Prompt
What is needed here is an exact repetition of the records below, beginning at the line that has "A sample in" and stopping after the line that has "684 519 L 794".

(Saved entries)

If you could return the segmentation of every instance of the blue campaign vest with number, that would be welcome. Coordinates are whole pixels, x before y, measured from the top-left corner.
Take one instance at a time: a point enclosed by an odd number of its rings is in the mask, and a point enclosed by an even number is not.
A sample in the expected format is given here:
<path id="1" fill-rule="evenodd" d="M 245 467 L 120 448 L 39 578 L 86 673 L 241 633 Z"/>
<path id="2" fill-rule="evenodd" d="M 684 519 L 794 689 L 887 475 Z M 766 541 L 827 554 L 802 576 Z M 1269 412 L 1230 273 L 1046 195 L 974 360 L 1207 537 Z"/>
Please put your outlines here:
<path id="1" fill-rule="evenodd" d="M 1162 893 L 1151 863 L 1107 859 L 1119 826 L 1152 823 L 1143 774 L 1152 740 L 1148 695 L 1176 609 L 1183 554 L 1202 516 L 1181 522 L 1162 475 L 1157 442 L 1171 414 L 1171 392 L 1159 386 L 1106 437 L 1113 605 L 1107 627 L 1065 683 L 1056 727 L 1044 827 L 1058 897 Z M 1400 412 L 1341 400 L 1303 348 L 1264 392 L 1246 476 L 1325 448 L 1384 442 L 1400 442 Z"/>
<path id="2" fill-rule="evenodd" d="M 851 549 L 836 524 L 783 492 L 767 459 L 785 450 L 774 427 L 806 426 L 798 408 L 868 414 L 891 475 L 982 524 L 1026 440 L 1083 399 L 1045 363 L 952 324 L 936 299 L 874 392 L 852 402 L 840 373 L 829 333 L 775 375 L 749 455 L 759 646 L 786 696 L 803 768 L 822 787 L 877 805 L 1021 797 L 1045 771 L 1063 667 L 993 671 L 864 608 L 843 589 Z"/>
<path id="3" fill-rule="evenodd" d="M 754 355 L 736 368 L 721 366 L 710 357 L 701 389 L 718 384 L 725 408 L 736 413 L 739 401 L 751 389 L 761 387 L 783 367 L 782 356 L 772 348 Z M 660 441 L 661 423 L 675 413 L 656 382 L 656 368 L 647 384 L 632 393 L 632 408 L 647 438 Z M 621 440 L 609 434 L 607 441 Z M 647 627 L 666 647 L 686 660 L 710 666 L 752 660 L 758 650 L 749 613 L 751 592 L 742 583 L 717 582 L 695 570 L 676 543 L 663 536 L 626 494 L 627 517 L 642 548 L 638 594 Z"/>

Result
A sample in the expected format is given here:
<path id="1" fill-rule="evenodd" d="M 245 467 L 120 448 L 39 578 L 86 673 L 241 633 Z"/>
<path id="2" fill-rule="evenodd" d="M 684 519 L 794 689 L 887 475 Z M 766 541 L 827 554 L 802 576 Z M 1269 412 L 1230 273 L 1046 195 L 974 360 L 1207 537 Z"/>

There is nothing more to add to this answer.